Passage:
╭──

The moon is waxing. The morning stars are Mercury, Pluto, Jupiter, Saturn, Venus and Mars. The evening stars are Uranus and Neptune.
Those born on this date are under the sign of Sagittarius. They include clergyman Phillips Brooks, who wrote the Christmas carol "O Little Town of Bethlehem," in 1835; World War I hero Sergeant Alvin York in 1887; actor Van Heflin in 1910; former Secretary of State George Shultz in 1920 (age 84); comedian/actor Dick Van Dyke in 1925 (age 79); actor Christopher Plummer in 1929 (age 75); singer/actor John Davidson in 1941 (age 62); rock singer Ted Nugent in 1948 (age 56); and actors Wendy Malick in 1950 (age 54), Steve Buscemi in 1958 (age 46) and Jamie Foxx in 1967 (age 37).

╰──

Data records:
╭──

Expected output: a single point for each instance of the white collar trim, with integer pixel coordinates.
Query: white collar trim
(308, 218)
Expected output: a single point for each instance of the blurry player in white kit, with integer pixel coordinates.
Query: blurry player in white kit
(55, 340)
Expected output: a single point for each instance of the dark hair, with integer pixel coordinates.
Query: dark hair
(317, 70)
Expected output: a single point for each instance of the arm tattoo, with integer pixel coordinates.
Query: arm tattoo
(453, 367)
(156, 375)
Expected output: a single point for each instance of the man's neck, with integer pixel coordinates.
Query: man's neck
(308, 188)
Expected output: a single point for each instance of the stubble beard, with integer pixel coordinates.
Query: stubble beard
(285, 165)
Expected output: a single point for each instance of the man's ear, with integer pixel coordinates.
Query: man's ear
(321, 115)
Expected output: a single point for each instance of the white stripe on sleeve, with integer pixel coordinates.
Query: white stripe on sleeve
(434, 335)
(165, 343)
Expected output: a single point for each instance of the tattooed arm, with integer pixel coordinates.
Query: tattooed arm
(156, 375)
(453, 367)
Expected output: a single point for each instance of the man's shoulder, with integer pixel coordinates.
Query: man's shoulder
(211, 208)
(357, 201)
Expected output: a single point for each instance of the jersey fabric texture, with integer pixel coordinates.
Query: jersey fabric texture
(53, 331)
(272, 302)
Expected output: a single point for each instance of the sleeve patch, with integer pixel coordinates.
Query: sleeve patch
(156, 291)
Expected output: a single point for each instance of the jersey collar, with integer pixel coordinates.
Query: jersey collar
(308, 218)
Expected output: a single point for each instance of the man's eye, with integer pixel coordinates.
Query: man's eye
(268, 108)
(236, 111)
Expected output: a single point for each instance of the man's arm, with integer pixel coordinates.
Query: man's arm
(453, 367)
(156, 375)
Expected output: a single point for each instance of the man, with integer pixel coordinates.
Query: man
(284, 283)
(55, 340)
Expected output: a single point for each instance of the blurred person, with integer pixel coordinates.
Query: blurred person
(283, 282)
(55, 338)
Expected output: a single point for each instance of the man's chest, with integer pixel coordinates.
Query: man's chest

╰──

To be done:
1. Rewrite the almanac passage from "Those born on" to "1967 (age 37).", replacing "Sagittarius" with "Capricorn".
2. Answer these questions about the almanac passage:
(a) Which planets are named as the evening stars?
(b) What Christmas carol did Phillips Brooks write?
(c) In what year was Sergeant Alvin York born?
3. Write what follows the final sentence of the almanac passage.

The results:
1.
Those born on this date are under the sign of Capricorn. They include clergyman Phillips Brooks, who wrote the Christmas carol "O Little Town of Bethlehem," in 1835; World War I hero Sergeant Alvin York in 1887; actor Van Heflin in 1910; former Secretary of State George Shultz in 1920 (age 84); comedian/actor Dick Van Dyke in 1925 (age 79); actor Christopher Plummer in 1929 (age 75); singer/actor John Davidson in 1941 (age 62); rock singer Ted Nugent in 1948 (age 56); and actors Wendy Malick in 1950 (age 54), Steve Buscemi in 1958 (age 46) and Jamie Foxx in 1967 (age 37).

2.
(a) Uranus and Neptune
(b) "O Little Town of Bethlehem"
(c) 1887

3.
On this date in history:
In 1642, Dutch navigator Abel Tasman discovered New Zealand.
In 1816, the nation's first savings bank, the Provident Institution for Savings, opened in Boston.
In 1862, an estimated 11,000 Northern soldiers were killed or wounded in a battle with Confederate troops outside Fredericksburg, Va.
In 1982, the Sentry armored car company in New York discovered the overnight theft of $11 million from its headquarters. It was the biggest cash theft in U.S. history.
In 1990, the last of the U.S. hostages being held by Iraq, five diplomats in Kuwait, flew to freedom.
Also in 1990, troops were rushed to Soviet Georgia and a state of emergency was imposed after inter-ethnic violence killed three people.
In 1991, the leaders of the Central American countries held a summit meeting and agreed to pledge $4.5 billion to fight poverty.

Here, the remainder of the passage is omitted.